start DOCUMENT SECTION
Thanks for the links! I found the last one especially interesting, since I have wild trio of the Ps. long pelvic Galireya, as well! (plus about 100 fry and juvies from them!)

Looks like the White Tops are one of the favourites for everyone! I must have a perfect balance in my tank right now, though, because I don't find them anywhere near "semi-aggressive". They are no more aggressive than any of the Yellow labs or acei I've kept!

It will probably take me a year of grow out to get this tank where I want it to be, but I think it will be worth it. And with the amazing colouration I'm seeing from the little ones, it shouldn't be boring.

Kim


----------



## maxwell1295 (Feb 18, 2006)

The fish I have (a group of eight) are about 2" in length. The color is amazing, especially on the males when they get "fired up". The tranformation from dark blue to almost white is incredible! It happens in a matter of seconds. Now I'm in even more of a rush to get the 125 set up. These guys are going right in as soon as that happens. Hopefully, that'll be in another week or two at the most.


----------



## why_spyder (Mar 2, 2006)

maxwell1295 said:


> Here are some more good discussions that may be of interest:
> 
> http://wiscichlidforum.com/viewtopic.php?t=2430


Hey, that's my thread. I didn't think anyone read that. lol. :lol:


----------



## cichlidaholic (Dec 7, 2005)

You have some really great pics in that thread, why_spyder! Just one look makes it easy to see why these guys are so desirable.

Kim


----------



## maxwell1295 (Feb 18, 2006)

That thread is linked to in a bunch of forums. I did a Google search on "Gallireya Reef" and that was one of the links that showed up.


----------



## teqvet (Mar 24, 2008)

why_spyder said:


> maxwell1295 said:
> 
> 
> > Here are some more good discussions that may be of interest:
> ...


That thread is gone


----------



## why_spyder (Mar 2, 2006)

teqvet said:


> why_spyder said:
> 
> 
> > maxwell1295 said:
> ...


Yes, when the WCF got redesigned most of the old threads were deleted.


----------



## yogurtpooh (Jul 28, 2005)

hey i just moved my white tops from a 4 feet long mixed tank with a bunch of other mbuna to their own 3 feet long species tank, its been 3 days and the dominant male has not colored up at all. Infact all of the fish have female colors, as before the domaint male was constantly colored up and the subdominant male was also always colored up. Luckily no aggression at all so far. Any tips on this or is this a waiting game? I added a yellow tail acei and it really brought the entire tank out and about but my rock work is very limited.


----------



## cichlidaholic (Dec 7, 2005)

They may just need some time to settle in, but odds are they won't be as happy in the 3 ft tank as they were in the 4 ft tank, and if you have multiple males, you may have some problems. You took away a foot of floor space, and I can't imagine housing my two adult males together in less than 4 feet!

I don't think a single acei would be overjoyed in that size tank, either. Acei do much better in larger groups and need at least a 4 ft tank once fully mature.

Kim


----------



## yogurtpooh (Jul 28, 2005)

actually i have 4 males and 2 females...
im not worried about aggression at all. I'll just have to see during breeding time.


----------



## cichlidaholic (Dec 7, 2005)

How big are they, yogurtpooh?

I'd be very concerned over having 4 males and 2 females in a tank that size.

Are they spawning yet?
end DOCUMENT SECTION
start DATA LINES
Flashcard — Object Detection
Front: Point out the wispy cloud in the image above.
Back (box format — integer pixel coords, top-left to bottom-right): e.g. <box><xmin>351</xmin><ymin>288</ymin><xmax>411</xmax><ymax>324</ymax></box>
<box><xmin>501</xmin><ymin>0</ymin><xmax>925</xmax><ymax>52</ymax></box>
end DATA LINES
* _SHORT PROBLEM_: Please reproduce the part of the cichlid forum thread starting at "im not worried" and ending at "tank that size.", word for word. The lines are separate material and have no connection to the cichlid forum thread.

* _THE REPLY_:
im not worried about aggression at all. I'll just have to see during breeding time.


----------



## cichlidaholic (Dec 7, 2005)

How big are they, yogurtpooh?

I'd be very concerned over having 4 males and 2 females in a tank that size.